* [SELECTED TEXT]:
Post by Kiwi Frontline on Nov 10, 2023 14:01:54 GMT 12
THE TREATY OF WAITANGI
P H writes > National’s Treaty spokesman, Joseph Mooney, correctly states that Article II of Te Tiriti grants “tino rangatiratanga” not just to brown supremacist part-Maori, but to ALL New Zealanders..
ARTICLE I of James Busby’s final English language draft dated 4 February 1840 and translated into Maori by the missionary Henry Williams and his son (both fluent Maori speakers who’d lived in NZ for almost 20 years) for presentation to the Chiefs on 5 February reads:
“The chiefs of the Confederation of the United Tribes and the other chiefs who have not joined the confederation, cede to the Queen of England for ever the entire Sovreignty [sic] of their country.”

* [INFORMATION SUPPLIED]:

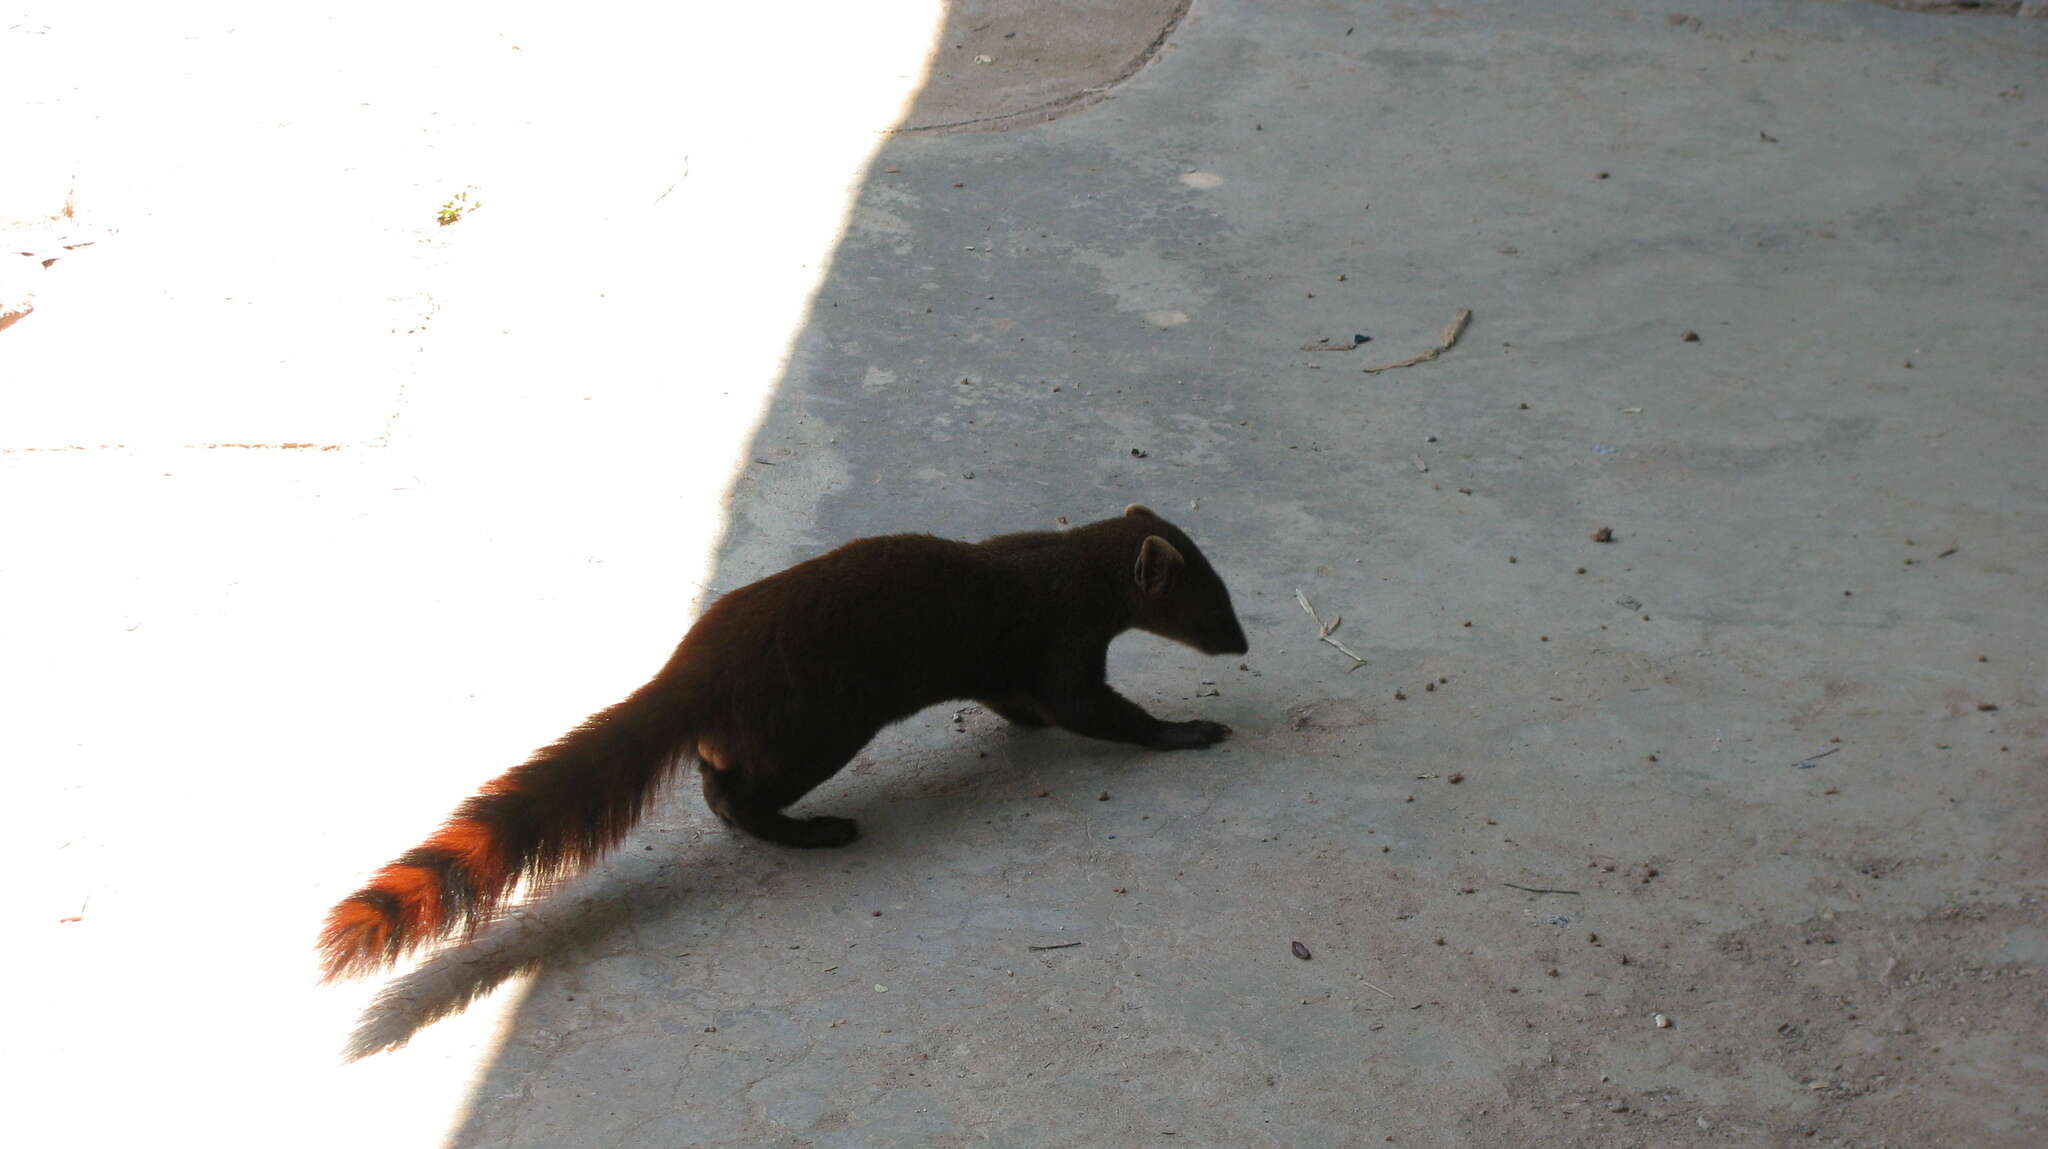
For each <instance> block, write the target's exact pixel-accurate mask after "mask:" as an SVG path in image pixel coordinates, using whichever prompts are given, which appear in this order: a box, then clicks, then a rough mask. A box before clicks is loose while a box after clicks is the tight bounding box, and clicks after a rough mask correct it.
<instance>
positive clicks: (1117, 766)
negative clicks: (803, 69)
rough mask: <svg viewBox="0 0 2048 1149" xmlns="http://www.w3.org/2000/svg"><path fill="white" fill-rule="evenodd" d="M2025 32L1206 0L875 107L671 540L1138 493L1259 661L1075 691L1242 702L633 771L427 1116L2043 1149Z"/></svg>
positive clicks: (1473, 1144)
mask: <svg viewBox="0 0 2048 1149" xmlns="http://www.w3.org/2000/svg"><path fill="white" fill-rule="evenodd" d="M2044 43H2048V41H2044V39H2042V35H2040V31H2038V29H2036V27H2030V25H2028V23H2019V25H2017V27H2015V25H2013V23H2009V20H1997V23H1985V20H1976V23H1972V20H1962V18H1946V20H1933V18H1927V16H1911V14H1901V12H1890V10H1884V8H1876V6H1810V4H1796V6H1788V4H1743V6H1735V8H1716V10H1714V12H1710V14H1692V12H1690V10H1683V8H1665V6H1651V8H1640V6H1612V4H1581V2H1550V4H1518V6H1511V8H1475V6H1454V8H1423V6H1372V8H1339V6H1329V4H1235V2H1212V4H1198V6H1196V8H1194V12H1192V14H1190V16H1188V20H1186V23H1184V25H1182V27H1180V29H1178V31H1176V35H1174V37H1171V39H1169V43H1167V49H1165V51H1163V55H1161V57H1159V59H1157V61H1155V63H1153V66H1151V68H1147V70H1143V72H1141V74H1139V76H1135V78H1133V80H1130V82H1128V84H1126V86H1122V88H1120V90H1118V92H1116V96H1114V98H1112V100H1108V102H1104V104H1098V107H1092V109H1087V111H1083V113H1081V115H1073V117H1067V119H1061V121H1057V123H1049V125H1040V127H1032V129H1028V131H1010V133H1001V135H948V137H899V139H895V141H893V143H889V147H887V150H885V152H883V154H881V156H879V158H877V162H874V166H872V174H870V178H868V182H866V186H864V190H862V195H860V203H858V209H856V215H854V229H852V233H850V236H848V240H846V242H844V246H842V248H840V254H838V258H836V262H834V268H831V274H829V279H827V281H825V285H823V289H821V293H819V299H817V303H815V307H813V311H811V320H809V326H807V328H805V332H803V338H801V342H799V348H797V354H795V360H793V365H791V371H788V377H786V381H784V385H782V387H780V391H778V395H776V399H774V406H772V410H770V416H768V420H766V424H764V426H762V430H760V434H758V438H756V444H754V449H752V455H754V457H756V459H760V461H762V463H764V465H758V467H754V469H748V471H745V473H743V475H741V479H739V483H737V487H735V494H733V522H731V533H729V539H727V545H725V553H723V561H721V565H719V571H717V576H715V580H713V582H715V584H717V586H737V584H743V582H748V580H752V578H758V576H762V573H768V571H772V569H776V567H780V565H784V563H788V561H793V559H797V557H803V555H809V553H813V551H817V549H821V547H825V545H829V543H834V541H838V539H844V537H854V535H866V533H881V530H905V528H922V530H940V533H946V535H961V537H975V535H985V533H993V530H1004V528H1024V526H1049V524H1053V522H1055V516H1069V518H1073V520H1083V518H1096V516H1104V514H1114V512H1116V508H1120V506H1122V504H1124V502H1130V500H1145V502H1151V504H1153V506H1159V508H1161V510H1165V512H1167V514H1171V516H1174V518H1178V520H1180V522H1182V524H1186V526H1188V528H1190V530H1192V533H1194V535H1196V539H1198V541H1200V543H1202V547H1204V549H1206V551H1208V553H1210V555H1212V557H1214V559H1217V563H1219V567H1221V569H1223V571H1225V573H1227V578H1229V580H1231V584H1233V588H1235V592H1237V598H1239V604H1241V610H1243V616H1245V623H1247V629H1249V631H1251V635H1253V637H1251V643H1253V653H1251V657H1249V659H1243V662H1241V664H1239V662H1235V659H1229V662H1217V659H1200V657H1196V655H1192V653H1188V651H1182V649H1176V647H1167V645H1163V643H1157V641H1151V639H1143V637H1133V639H1126V641H1124V643H1122V645H1120V647H1118V649H1116V651H1112V678H1114V680H1118V682H1122V684H1126V686H1128V690H1130V692H1133V696H1137V698H1143V700H1145V705H1149V707H1153V709H1157V711H1161V713H1171V715H1202V717H1214V719H1223V721H1229V723H1231V725H1233V727H1235V729H1237V737H1235V739H1233V741H1231V743H1227V746H1225V748H1219V750H1217V752H1210V754H1182V756H1147V754H1135V752H1128V750H1122V748H1112V746H1098V743H1087V741H1081V739H1075V737H1067V735H1061V733H1020V731H1010V729H1004V727H1001V725H999V723H997V721H993V719H991V717H989V715H983V713H979V711H973V709H965V711H956V713H948V711H934V713H926V715H920V717H918V719H913V721H909V723H903V725H901V727H897V729H893V731H887V733H885V735H883V737H881V739H877V743H874V746H870V748H868V752H866V754H862V758H860V760H858V764H856V766H854V768H852V770H850V772H848V774H846V776H842V778H840V780H836V782H834V784H829V786H825V789H823V791H819V793H817V795H813V797H811V799H809V801H807V803H805V809H815V811H831V813H842V815H854V817H860V819H862V825H864V827H866V838H864V840H862V842H860V844H858V846H856V848H850V850H846V852H836V854H793V852H782V850H774V848H768V846H760V844H754V842H743V840H735V838H731V836H727V834H723V832H721V829H719V827H717V825H715V823H713V821H711V817H709V815H705V813H702V811H700V809H698V805H696V801H694V797H686V799H682V801H678V803H674V805H672V807H668V809H664V811H662V815H659V817H657V819H655V821H653V823H651V825H649V827H647V832H645V834H643V836H639V838H635V842H633V844H631V846H629V850H627V854H625V860H621V862H618V864H616V866H612V868H610V870H608V873H606V875H602V877H600V879H598V881H594V883H592V885H590V887H588V889H586V891H582V893H575V891H571V895H567V897H565V899H563V901H561V903H557V905H553V907H541V909H537V911H535V918H532V920H530V922H528V924H522V926H518V928H516V930H510V932H506V934H504V936H500V938H494V940H487V942H485V946H483V948H485V952H489V950H492V948H494V946H504V948H510V950H520V948H522V946H526V948H530V950H532V952H547V950H549V948H551V946H553V948H555V952H557V954H559V956H549V959H547V963H545V969H543V973H541V975H539V979H537V983H535V987H532V993H530V995H528V997H526V1002H524V1006H522V1010H520V1012H518V1016H516V1020H514V1022H512V1030H510V1036H508V1040H506V1047H504V1053H502V1057H500V1061H498V1063H496V1065H494V1067H492V1069H489V1073H487V1077H485V1081H483V1086H481V1088H479V1094H477V1102H475V1110H473V1114H471V1122H469V1126H467V1129H465V1133H463V1135H461V1137H459V1143H463V1145H561V1143H623V1145H731V1143H756V1145H940V1143H969V1141H987V1143H995V1145H1128V1143H1176V1145H1188V1143H1196V1145H1362V1143H1386V1141H1393V1143H1427V1145H1585V1143H1595V1145H1610V1143H1612V1145H1636V1143H1645V1145H1647V1143H1659V1145H1667V1143H1743V1145H1757V1143H1778V1141H1792V1139H1800V1137H1802V1135H1812V1137H1817V1139H1819V1143H1858V1145H1878V1143H1894V1145H1927V1143H1954V1145H2032V1143H2038V1141H2040V1137H2042V1122H2044V1112H2042V1094H2040V1090H2038V1081H2040V1075H2042V1069H2044V1067H2048V1051H2044V1047H2042V1038H2040V1032H2042V1028H2040V1014H2042V1008H2044V995H2042V981H2040V979H2038V975H2040V959H2042V954H2040V946H2038V938H2040V932H2042V926H2044V909H2042V905H2040V899H2042V893H2044V879H2048V873H2044V836H2042V829H2044V817H2042V815H2044V809H2048V803H2044V799H2048V793H2044V778H2048V717H2044V715H2042V690H2044V688H2048V678H2044V668H2042V664H2040V649H2042V639H2044V637H2048V635H2044V629H2042V621H2040V619H2042V612H2040V604H2042V600H2044V590H2048V573H2044V571H2048V545H2044V541H2048V516H2044V510H2048V502H2044V500H2048V492H2044V490H2042V485H2040V475H2038V463H2036V459H2038V455H2040V449H2038V440H2040V436H2042V430H2044V416H2048V406H2044V395H2042V385H2040V383H2042V381H2040V363H2042V360H2044V350H2048V346H2044V344H2048V326H2044V324H2042V305H2040V301H2042V299H2044V281H2042V272H2040V262H2038V260H2036V258H2032V252H2034V250H2038V242H2040V231H2038V229H2040V219H2042V217H2044V215H2042V209H2044V203H2042V186H2044V184H2042V178H2040V176H2042V166H2040V164H2042V160H2040V156H2038V141H2040V139H2042V113H2040V107H2038V100H2036V98H2032V94H2030V92H2028V90H2030V88H2032V86H2034V84H2038V80H2040V76H2042V59H2044V57H2042V49H2044ZM1458 307H1470V309H1473V311H1475V315H1477V317H1475V322H1473V326H1470V328H1468V330H1466V332H1464V338H1462V342H1460V344H1458V346H1456V348H1454V350H1452V352H1446V354H1444V356H1442V358H1438V360H1436V363H1427V365H1419V367H1411V369H1403V371H1391V373H1384V375H1366V373H1362V371H1360V367H1364V365H1368V363H1378V360H1393V358H1405V356H1409V354H1413V352H1419V350H1423V348H1427V346H1434V340H1436V336H1438V330H1440V328H1442V326H1444V324H1446V320H1450V315H1452V311H1454V309H1458ZM1356 334H1366V336H1370V338H1372V342H1368V344H1364V346H1362V348H1360V350H1354V352H1319V350H1303V348H1305V346H1309V344H1317V342H1323V340H1335V342H1350V340H1352V338H1354V336H1356ZM1597 526H1610V528H1612V533H1614V541H1612V543H1595V541H1593V539H1591V533H1593V530H1595V528H1597ZM1296 590H1300V592H1305V594H1307V596H1309V598H1311V600H1313V602H1315V606H1317V610H1319V612H1321V614H1323V619H1329V616H1335V614H1341V616H1343V629H1341V631H1339V635H1337V637H1341V639H1343V641H1346V643H1348V645H1352V647H1354V649H1358V651H1360V653H1362V655H1364V657H1366V659H1368V666H1364V668H1360V670H1356V672H1348V659H1346V657H1343V655H1339V653H1337V651H1335V649H1331V647H1327V645H1323V643H1317V641H1315V639H1317V635H1315V629H1313V623H1311V621H1309V619H1307V614H1305V612H1303V610H1300V606H1298V604H1296V598H1294V594H1296ZM1509 883H1511V885H1509ZM1516 887H1532V889H1534V891H1536V893H1530V891H1524V889H1516ZM1542 891H1550V893H1542ZM580 916H598V918H602V920H604V922H602V924H598V926H596V928H588V930H586V928H582V926H580V924H578V918H580ZM520 930H539V936H541V938H545V940H543V942H541V944H539V946H535V944H532V936H526V938H524V940H522V938H520V934H518V932H520ZM1296 940H1298V942H1303V944H1305V946H1307V950H1309V952H1311V954H1313V959H1311V961H1300V959H1296V956H1294V954H1292V952H1290V942H1296ZM1071 942H1079V944H1071ZM1061 944H1067V946H1069V948H1038V946H1061ZM559 946H567V950H561V948H559ZM444 969H446V967H444ZM1659 1018H1663V1022H1659Z"/></svg>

* [WORK REQUEST A]:
Reproduce the part of the Treaty of Waitangi post that opens with the words containing "Post by Kiwi" and closes with "ALL New Zealanders..".
* [WORK REQUEST B]:
In the Treaty of Waitangi post, who translated James Busby's final English language draft into Maori?
The listing plays no part in this work and can be set aside.

* [EXERCISE OUTPUT A]:
Post by Kiwi Frontline on Nov 10, 2023 14:01:54 GMT 12
THE TREATY OF WAITANGI
P H writes > National’s Treaty spokesman, Joseph Mooney, correctly states that Article II of Te Tiriti grants “tino rangatiratanga” not just to brown supremacist part-Maori, but to ALL New Zealanders..

* [EXERCISE OUTPUT B]:
The missionary Henry Williams and his son translated it.